So that the copy matches the original, write out every entry exactly.

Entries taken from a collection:
━━━

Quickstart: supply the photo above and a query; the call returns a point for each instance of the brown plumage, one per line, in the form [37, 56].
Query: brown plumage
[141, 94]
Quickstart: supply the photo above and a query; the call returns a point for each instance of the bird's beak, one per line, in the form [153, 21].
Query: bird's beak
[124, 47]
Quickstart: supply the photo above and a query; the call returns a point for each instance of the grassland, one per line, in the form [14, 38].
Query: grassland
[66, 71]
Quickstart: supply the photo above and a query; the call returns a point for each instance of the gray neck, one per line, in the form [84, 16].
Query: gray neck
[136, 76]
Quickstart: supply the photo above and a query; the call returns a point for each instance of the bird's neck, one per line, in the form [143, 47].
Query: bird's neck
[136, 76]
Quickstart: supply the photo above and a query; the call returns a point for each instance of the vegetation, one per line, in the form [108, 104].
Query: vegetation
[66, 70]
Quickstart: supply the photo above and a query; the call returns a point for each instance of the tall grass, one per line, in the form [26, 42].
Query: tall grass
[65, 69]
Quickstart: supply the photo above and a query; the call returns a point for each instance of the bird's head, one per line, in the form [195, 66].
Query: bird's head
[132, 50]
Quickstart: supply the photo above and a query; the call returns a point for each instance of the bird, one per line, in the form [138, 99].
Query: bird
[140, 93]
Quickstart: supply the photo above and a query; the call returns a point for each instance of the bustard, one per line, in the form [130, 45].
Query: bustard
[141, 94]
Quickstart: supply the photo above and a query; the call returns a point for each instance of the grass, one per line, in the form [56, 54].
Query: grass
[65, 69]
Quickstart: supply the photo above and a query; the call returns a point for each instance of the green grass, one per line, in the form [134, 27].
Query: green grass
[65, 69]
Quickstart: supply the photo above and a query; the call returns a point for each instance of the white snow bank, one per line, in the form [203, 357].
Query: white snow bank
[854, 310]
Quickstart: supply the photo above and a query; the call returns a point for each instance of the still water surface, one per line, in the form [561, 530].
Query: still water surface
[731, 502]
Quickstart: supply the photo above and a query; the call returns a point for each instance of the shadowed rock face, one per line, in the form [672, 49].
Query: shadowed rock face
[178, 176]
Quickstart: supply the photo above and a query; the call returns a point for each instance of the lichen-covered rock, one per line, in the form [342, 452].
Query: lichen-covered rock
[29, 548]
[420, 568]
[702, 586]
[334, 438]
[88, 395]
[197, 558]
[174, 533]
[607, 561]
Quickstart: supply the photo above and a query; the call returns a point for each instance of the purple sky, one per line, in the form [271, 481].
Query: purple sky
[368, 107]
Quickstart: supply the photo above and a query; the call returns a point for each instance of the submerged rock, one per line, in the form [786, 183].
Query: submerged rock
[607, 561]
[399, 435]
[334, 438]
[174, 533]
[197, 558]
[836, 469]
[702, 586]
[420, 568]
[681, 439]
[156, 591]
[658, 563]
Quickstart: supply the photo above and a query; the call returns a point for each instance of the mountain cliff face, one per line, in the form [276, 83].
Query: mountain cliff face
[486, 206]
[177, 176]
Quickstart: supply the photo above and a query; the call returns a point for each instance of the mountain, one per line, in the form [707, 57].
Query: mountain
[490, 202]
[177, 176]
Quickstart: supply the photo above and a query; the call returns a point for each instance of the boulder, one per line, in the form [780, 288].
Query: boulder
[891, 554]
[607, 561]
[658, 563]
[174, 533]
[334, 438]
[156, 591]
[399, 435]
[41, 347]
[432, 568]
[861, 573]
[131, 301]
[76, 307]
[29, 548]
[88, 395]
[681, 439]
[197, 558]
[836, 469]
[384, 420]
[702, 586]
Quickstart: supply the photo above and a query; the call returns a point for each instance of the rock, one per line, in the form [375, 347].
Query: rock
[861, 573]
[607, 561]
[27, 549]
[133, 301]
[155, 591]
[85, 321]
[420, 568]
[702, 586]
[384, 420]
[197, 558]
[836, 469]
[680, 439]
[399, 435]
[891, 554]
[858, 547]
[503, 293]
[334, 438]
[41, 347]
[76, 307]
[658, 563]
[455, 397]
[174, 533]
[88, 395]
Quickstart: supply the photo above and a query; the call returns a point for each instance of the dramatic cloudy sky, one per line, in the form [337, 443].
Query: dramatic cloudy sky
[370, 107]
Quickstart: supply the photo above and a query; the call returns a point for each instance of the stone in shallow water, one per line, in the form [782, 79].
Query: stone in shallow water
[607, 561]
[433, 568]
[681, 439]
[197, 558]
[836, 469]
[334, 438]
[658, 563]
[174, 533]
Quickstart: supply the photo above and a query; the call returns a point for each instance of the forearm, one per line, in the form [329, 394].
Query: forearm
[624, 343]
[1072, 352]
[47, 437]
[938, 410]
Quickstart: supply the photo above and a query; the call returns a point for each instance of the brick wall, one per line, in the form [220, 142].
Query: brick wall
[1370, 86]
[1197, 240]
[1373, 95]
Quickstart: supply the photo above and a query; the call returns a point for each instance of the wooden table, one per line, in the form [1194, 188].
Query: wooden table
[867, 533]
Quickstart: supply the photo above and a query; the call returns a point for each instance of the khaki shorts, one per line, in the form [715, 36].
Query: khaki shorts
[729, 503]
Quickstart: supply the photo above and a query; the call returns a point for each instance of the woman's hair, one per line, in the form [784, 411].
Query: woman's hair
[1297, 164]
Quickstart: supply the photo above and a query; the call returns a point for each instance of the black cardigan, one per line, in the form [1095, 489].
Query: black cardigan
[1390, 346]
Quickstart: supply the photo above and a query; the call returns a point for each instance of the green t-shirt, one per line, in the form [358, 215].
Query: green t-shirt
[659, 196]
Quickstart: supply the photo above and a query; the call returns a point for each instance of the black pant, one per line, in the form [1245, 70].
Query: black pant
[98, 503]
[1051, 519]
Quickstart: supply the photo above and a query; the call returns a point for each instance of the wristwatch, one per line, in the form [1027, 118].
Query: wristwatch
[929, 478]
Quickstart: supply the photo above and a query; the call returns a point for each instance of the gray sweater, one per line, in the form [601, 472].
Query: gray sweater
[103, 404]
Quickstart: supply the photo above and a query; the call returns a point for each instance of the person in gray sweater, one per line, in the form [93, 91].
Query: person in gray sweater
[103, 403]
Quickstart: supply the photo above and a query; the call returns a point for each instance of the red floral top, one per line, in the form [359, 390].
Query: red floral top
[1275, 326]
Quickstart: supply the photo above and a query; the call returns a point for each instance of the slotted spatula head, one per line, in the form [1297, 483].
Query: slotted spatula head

━━━

▶ _TASK RESULT_:
Quickstart: supply the photo above and a query; the call returns a point for each instance of the brown plumage, one per line, in the form [37, 56].
Query: brown plumage
[141, 94]
Quickstart: supply the photo above and a query; the call returns a point for each instance of the bird's beak, one per line, in the form [153, 21].
Query: bird's beak
[124, 47]
Quickstart: supply the photo above and a query; the call returns a point for each instance of the grassland, one per line, in the form [14, 38].
Query: grassland
[66, 71]
Quickstart: supply the photo above and a query; the call returns a point for each instance of the gray neck, one per line, in the form [84, 16].
Query: gray neck
[136, 76]
Quickstart: supply the photo above and a query; the call returns a point for each instance of the bird's neck, one per line, in the form [143, 47].
Query: bird's neck
[136, 76]
Quickstart: supply the photo above and a query; the call returns a point for each instance of the vegetation, one per line, in the form [108, 104].
Query: vegetation
[66, 70]
Quickstart: supply the photo above and a query; the call returns a point for each instance of the tall grass, one per line, in the form [26, 42].
Query: tall grass
[65, 69]
Quickstart: supply the photo above and a query; the call returns a point for each instance of the bird's head, one per line, in the form [195, 66].
Query: bird's head
[132, 50]
Quickstart: supply the photo above and a query; the call returns a point for each instance of the bird, one per line, in the form [138, 99].
Query: bird
[140, 93]
Quickstart: supply the photo above and a query; the call returns a point for each instance of the bustard, one per line, in the form [130, 45].
Query: bustard
[141, 94]
Quickstart: supply the photo above and a query; the call returns a point for each instance of the grass, one per line, in the form [56, 54].
Query: grass
[65, 69]
Quickstart: supply the photo above and a query; the call returns a point for each instance of the green grass, one per line, in the form [134, 27].
Query: green grass
[65, 69]
Quickstart: supply the photo above and a query; the call returns a point for each instance of the white snow bank, one per line, in the form [203, 357].
Query: white snow bank
[854, 310]
Quickstart: supply the photo above and a query; the call returns a point for each instance of the still water surface, one per line, in the form [561, 530].
Query: still water surface
[731, 502]
Quickstart: supply the photo above and a query; the call returns a point for each instance of the shadowed rock face, one per line, in the form [672, 49].
Query: shadowed rock face
[178, 176]
Quickstart: supply the photo above and a query; the call returns a point for each instance of the lichen-covered rock, one per line, in the form [342, 452].
Query: lichen-covered rock
[29, 548]
[420, 568]
[702, 586]
[334, 438]
[88, 395]
[197, 558]
[174, 533]
[607, 561]
Quickstart: supply the photo above and a query; the call returns a point for each instance of the purple sky, one per line, in the form [271, 481].
Query: purple sky
[368, 107]
Quickstart: supply the photo above and a query; the call returns a point for each instance of the submerged rock, one per line, in the form [786, 183].
Query: submerged rock
[607, 561]
[399, 435]
[334, 438]
[174, 533]
[197, 558]
[836, 469]
[702, 586]
[420, 568]
[681, 439]
[156, 591]
[658, 563]
Quickstart: supply the photo above and a query; the call returns a point for each instance of the mountain cliff face, one per line, in the form [276, 83].
Query: mountain cliff face
[486, 206]
[177, 176]
Quickstart: supply the photo above and a query; the call returns a point for each instance of the mountain, one per line, in the form [707, 57].
Query: mountain
[490, 202]
[177, 176]
Quickstart: supply the photo above and a query; the call returns a point for each instance of the boulder, one per line, in the form [780, 288].
Query: boulder
[891, 554]
[607, 561]
[658, 563]
[174, 533]
[334, 438]
[156, 591]
[399, 435]
[41, 347]
[432, 568]
[861, 573]
[131, 301]
[76, 307]
[29, 548]
[88, 395]
[681, 439]
[197, 558]
[836, 469]
[384, 420]
[702, 586]
Quickstart: supply the photo above and a query; the call returns a point for each instance of the rock, one per line, in the form [375, 347].
Query: rock
[861, 573]
[607, 561]
[27, 549]
[133, 301]
[155, 591]
[85, 321]
[420, 568]
[702, 586]
[384, 420]
[197, 558]
[836, 469]
[680, 439]
[399, 435]
[891, 554]
[858, 547]
[503, 293]
[334, 438]
[41, 347]
[76, 307]
[658, 563]
[455, 397]
[174, 533]
[88, 395]
Quickstart: supply the photo above and a query; the call returns a point for each instance of the dramatic cloudy sky, one per line, in the form [337, 443].
Query: dramatic cloudy sky
[370, 107]
Quickstart: supply the photo above and a query; the call returns a point for each instance of the stone in shallow water, one per line, in the form [782, 79].
Query: stone in shallow water
[607, 561]
[433, 568]
[681, 439]
[197, 558]
[836, 469]
[334, 438]
[658, 563]
[174, 533]
Quickstart: supply the photo above and a query; the call returns a point for each instance of the forearm, one per line, in the form [329, 394].
Query: forearm
[624, 343]
[1072, 352]
[47, 437]
[938, 410]
Quickstart: supply the photo above and a query; the call returns a point for each instance of the brick wall, one per line, in the form [220, 142].
Query: brick wall
[1370, 86]
[1197, 240]
[1373, 95]
Quickstart: supply the photo above and a query; the call returns a point for each instance of the wooden table, one per line, in the form [1194, 188].
Query: wooden table
[867, 533]
Quickstart: supply the photo above and a query; the call returns a point for each instance of the khaki shorts, one per line, in the form [715, 36].
Query: khaki shorts
[729, 503]
Quickstart: supply the photo above and a query; the call returns a point for each instance of the woman's hair, one per line, in the form [784, 411].
Query: woman's hair
[1297, 164]
Quickstart: supply the photo above and a query; the call returns a point for each instance of the black cardigan, one per line, in the form [1095, 489].
Query: black cardigan
[1390, 346]
Quickstart: supply the photo above and a query; the call returns a point for each instance of the green t-shirt, one per line, in the form [358, 215].
Query: green t-shirt
[659, 196]
Quickstart: supply the photo above and a query; the call returns a point for each instance of the black pant, one per line, in the form [1245, 70].
Query: black pant
[98, 503]
[1051, 519]
Quickstart: supply the photo above and a query; the call returns a point for each instance of the wristwatch, one per line, in the form [1027, 118].
Query: wristwatch
[929, 478]
Quickstart: supply the photo above and a query; the call returns a point for each instance of the gray sweater, one per line, in the form [601, 472].
Query: gray sweater
[103, 404]
Quickstart: supply the photo above and a query; the call returns a point for each instance of the person in gray sweater, one per line, in the form [93, 91].
Query: person in gray sweater
[103, 403]
Quickstart: supply the photo above and a query; the call returns a point for each instance of the red floral top, one per line, in the form [359, 390].
Query: red floral top
[1275, 326]
Quickstart: supply the photo above and a query; the call returns a point for each instance of the slotted spatula head, one per line, in the form [1297, 483].
Query: slotted spatula head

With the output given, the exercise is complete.